# [TASKS TO CARRY OUT]
1. Summarize the Luoyang travel passage in two sentences.
2. Please reproduce the listing word for word, beginning at its first line and stopping after the line that contains "159], [188, 158]]".

I had wondered how my guesthouse host would find me at the train station. Fortunately, not too many travelers seemed to be accompanying me to Luoyang. This was the first sign that I had left the first China. The second sign was that my guesthouse host’s English did not extend beyond “Hello!” In our next few days together, his vocab would at least quadruple. The third sign was that, rather than a taxi or car, our chauffeur was the local bus.

As we walked to a ticket booth peddling train tickets nearby his home, guesthouse host learned his second word of English and earned the nickname I would mentally use for him the rest of the trip. The word was “handsome”. The nickname was “Awkward Chinese Man”.

Train Ticket MonsterThe news from the ticket booth was bleak. Unlike the parts of China I had visited thus far, Luoyang didn’t play by the rules of the train schedules posted on the internet. Trains left irregularly for Shanghai over the few days and the next one with a bed was not until Monday evening - a day later than I had expected. I begrudgingly bought the ticket and Awkward Chinese Man spent the next twenty minutes of our walk to grab lunch trying to mime to me the meaning of “fanzi” or 贩子, which I have interpreted as something resembling a cookie monster that sustains itself on train tickets.

# [DATA ENTRIES]
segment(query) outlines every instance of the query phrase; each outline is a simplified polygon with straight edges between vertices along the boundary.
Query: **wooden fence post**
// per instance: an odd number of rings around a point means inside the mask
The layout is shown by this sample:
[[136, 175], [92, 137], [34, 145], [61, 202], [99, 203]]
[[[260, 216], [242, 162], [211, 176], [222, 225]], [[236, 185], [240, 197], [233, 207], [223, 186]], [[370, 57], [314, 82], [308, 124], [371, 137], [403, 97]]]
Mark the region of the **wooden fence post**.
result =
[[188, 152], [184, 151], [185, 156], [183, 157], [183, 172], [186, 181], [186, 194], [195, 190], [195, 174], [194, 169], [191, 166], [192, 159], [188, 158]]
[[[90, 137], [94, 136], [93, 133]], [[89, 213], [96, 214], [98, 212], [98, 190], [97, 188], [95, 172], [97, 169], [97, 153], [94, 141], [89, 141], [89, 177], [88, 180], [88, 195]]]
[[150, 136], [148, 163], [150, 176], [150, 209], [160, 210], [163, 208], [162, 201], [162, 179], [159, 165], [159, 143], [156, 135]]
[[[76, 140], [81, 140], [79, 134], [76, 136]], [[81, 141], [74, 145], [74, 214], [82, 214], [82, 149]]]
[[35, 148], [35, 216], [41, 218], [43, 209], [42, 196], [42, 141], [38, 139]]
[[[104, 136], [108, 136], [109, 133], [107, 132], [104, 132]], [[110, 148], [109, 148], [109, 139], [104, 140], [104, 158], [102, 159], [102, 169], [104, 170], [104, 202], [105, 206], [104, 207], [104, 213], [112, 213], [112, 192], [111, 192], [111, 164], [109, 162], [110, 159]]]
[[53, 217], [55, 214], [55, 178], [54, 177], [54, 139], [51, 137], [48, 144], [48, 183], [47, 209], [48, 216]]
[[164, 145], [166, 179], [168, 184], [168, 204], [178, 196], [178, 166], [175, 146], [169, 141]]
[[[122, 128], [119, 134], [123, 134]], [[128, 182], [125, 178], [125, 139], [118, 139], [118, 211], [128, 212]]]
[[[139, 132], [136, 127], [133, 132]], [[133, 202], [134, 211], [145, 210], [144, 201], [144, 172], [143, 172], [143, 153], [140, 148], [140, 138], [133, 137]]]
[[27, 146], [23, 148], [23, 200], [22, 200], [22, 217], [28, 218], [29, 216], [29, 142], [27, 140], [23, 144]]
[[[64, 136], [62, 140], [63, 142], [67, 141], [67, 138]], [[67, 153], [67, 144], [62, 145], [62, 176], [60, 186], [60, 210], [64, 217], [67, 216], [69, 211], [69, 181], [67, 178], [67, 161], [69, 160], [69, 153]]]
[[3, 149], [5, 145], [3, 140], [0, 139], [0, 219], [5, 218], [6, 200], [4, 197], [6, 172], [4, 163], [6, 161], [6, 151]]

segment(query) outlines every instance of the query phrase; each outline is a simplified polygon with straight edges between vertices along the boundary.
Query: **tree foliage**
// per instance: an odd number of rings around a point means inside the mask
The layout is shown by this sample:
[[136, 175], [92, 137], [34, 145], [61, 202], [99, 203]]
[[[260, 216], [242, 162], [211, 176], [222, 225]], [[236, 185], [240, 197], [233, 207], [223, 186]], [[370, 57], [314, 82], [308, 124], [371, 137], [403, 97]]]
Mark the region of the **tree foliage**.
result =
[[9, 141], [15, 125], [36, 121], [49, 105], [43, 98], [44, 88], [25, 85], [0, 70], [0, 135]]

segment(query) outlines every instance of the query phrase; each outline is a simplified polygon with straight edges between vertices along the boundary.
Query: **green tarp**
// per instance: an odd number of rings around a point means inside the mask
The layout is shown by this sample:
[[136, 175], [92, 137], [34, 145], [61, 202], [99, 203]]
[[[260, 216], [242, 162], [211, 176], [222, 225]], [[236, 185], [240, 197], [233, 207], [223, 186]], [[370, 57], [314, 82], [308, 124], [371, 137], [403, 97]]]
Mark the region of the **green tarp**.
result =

# [SOLUTION SET]
1. On arriving in Luoyang, the writer noticed signs of having left the first China: few fellow travelers, a guesthouse host whose English went no further than "Hello!", and a local bus in place of a taxi or car. At a nearby ticket booth the writer learned that the next train to Shanghai with a bed left Monday evening, a day later than expected, and reluctantly bought that ticket while the host, nicknamed "Awkward Chinese Man," tried to mime the meaning of "fanzi."

2.
segment(query) outlines every instance of the query phrase; each outline is a simplified polygon with straight edges between vertices along the boundary.
Query: **wooden fence post**
// per instance: an odd number of rings around a point means inside the mask
The layout is shown by this sample:
[[136, 175], [92, 137], [34, 145], [61, 202], [99, 203]]
[[[260, 216], [242, 162], [211, 176], [222, 225]], [[236, 185], [240, 197], [233, 207], [223, 186]], [[370, 57], [314, 82], [308, 124], [371, 137], [403, 97]]]
Mark the region of the **wooden fence post**.
result =
[[188, 152], [184, 151], [185, 156], [183, 157], [183, 172], [186, 181], [186, 194], [195, 190], [195, 174], [194, 169], [191, 166], [192, 159], [188, 158]]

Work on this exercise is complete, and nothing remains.